> What you are asked to do
Copy out all of the material below line for line, changing nothing.

> Exercise input
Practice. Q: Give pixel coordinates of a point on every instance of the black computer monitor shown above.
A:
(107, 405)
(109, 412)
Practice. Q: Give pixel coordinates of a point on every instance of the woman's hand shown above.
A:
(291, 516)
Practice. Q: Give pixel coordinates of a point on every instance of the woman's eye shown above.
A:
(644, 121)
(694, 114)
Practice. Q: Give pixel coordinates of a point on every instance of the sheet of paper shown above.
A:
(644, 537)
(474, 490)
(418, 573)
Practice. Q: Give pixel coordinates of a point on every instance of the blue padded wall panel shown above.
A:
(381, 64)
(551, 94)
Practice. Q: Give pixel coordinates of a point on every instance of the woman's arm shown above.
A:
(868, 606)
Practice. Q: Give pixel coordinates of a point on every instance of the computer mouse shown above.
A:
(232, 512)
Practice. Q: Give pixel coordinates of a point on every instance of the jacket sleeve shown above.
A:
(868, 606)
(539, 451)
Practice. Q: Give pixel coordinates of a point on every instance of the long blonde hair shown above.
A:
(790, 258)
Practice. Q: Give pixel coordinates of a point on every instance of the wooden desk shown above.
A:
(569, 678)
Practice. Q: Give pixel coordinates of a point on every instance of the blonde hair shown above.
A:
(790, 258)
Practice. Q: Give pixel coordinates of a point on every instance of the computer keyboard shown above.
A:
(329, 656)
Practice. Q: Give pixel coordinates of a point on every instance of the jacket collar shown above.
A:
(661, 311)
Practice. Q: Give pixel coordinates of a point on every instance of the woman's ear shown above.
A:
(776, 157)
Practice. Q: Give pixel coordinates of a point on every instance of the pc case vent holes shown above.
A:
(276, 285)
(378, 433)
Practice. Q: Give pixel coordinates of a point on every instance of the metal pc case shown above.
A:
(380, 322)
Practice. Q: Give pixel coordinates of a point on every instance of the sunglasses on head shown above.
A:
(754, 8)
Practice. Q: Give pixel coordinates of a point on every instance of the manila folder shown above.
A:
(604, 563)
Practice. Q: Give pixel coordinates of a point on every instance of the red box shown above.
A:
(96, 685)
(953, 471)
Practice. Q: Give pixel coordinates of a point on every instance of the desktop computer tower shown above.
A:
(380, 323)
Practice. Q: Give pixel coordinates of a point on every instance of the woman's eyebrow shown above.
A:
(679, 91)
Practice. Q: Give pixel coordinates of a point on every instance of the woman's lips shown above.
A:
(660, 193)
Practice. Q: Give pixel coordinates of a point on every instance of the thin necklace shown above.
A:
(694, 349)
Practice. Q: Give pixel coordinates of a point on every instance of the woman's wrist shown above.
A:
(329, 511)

> Output
Practice. Q: Give pixel coordinates of a point on every instance of the black computer monitor shown above.
A:
(107, 405)
(109, 412)
Practice. Q: Give pixel coordinates of a point on every instance of the woman's hand shown above.
A:
(291, 516)
Practice. Q: Give pixel coordinates of a point on every instance of the woman's eye shown above.
A:
(644, 121)
(694, 114)
Practice. Q: Give pixel coordinates of a point on every instance of the sheet of paper shown above.
A:
(644, 537)
(474, 490)
(418, 573)
Practice. Q: Give pixel coordinates of a point on every instance of the blue padded wall panel shown above.
A:
(381, 64)
(551, 94)
Practice. Q: Give pixel coordinates of a point on every instance of the woman's arm shown above.
A:
(868, 606)
Practice. Q: Give pixel coordinates of a point on every instance of the computer mouse shown above.
A:
(232, 512)
Practice. Q: Give pixel coordinates of a point on every instance of the jacket sleeve shown above.
A:
(868, 606)
(539, 451)
Practice. Q: Give pixel coordinates of a point on every instance of the long blonde hair shown above.
A:
(790, 258)
Practice. Q: Give pixel coordinates of a point on every instance of the wooden desk shown above.
A:
(569, 678)
Practice. Q: Give pixel coordinates of a point on every instance of the blonde hair shown above.
A:
(790, 258)
Practice. Q: Give pixel coordinates of a point on every instance of the computer keyboard shown above.
A:
(329, 656)
Practice. Q: Give pixel coordinates of a point on every instance of the jacket collar shown above.
A:
(661, 311)
Practice. Q: Give pixel coordinates of a point on every instance of the woman's ear shown above.
A:
(776, 157)
Practice. Q: Give pixel coordinates of a point on every instance of the pc case vent holes shown above.
A:
(276, 285)
(378, 433)
Practice. Q: Give pixel coordinates of a point on every instance of the metal pc case shown above.
A:
(380, 322)
Practice. Q: Give pixel coordinates of a point on every instance of the sunglasses on head shown above.
A:
(754, 8)
Practice. Q: Give pixel coordinates of a point on every instance of the manila folder shown above.
A:
(604, 563)
Practice. Q: Give pixel coordinates of a point on every instance of the red box shown above.
A:
(96, 685)
(953, 471)
Practice. Q: Give pixel coordinates of a point on every instance of the desktop computer tower shown above.
A:
(380, 323)
Practice. Q: Give pixel coordinates of a point on every instance of the woman's eyebrow shown above.
A:
(679, 91)
Practice. Q: Give pixel coordinates of a point on every instance of the woman's lips shown above.
A:
(660, 193)
Practice. Q: Give pixel coordinates of a point on every instance of the thin necklace shown above.
A:
(694, 349)
Practice. Q: Give pixel coordinates of a point on every instance of the woman's wrist shown above.
A:
(329, 511)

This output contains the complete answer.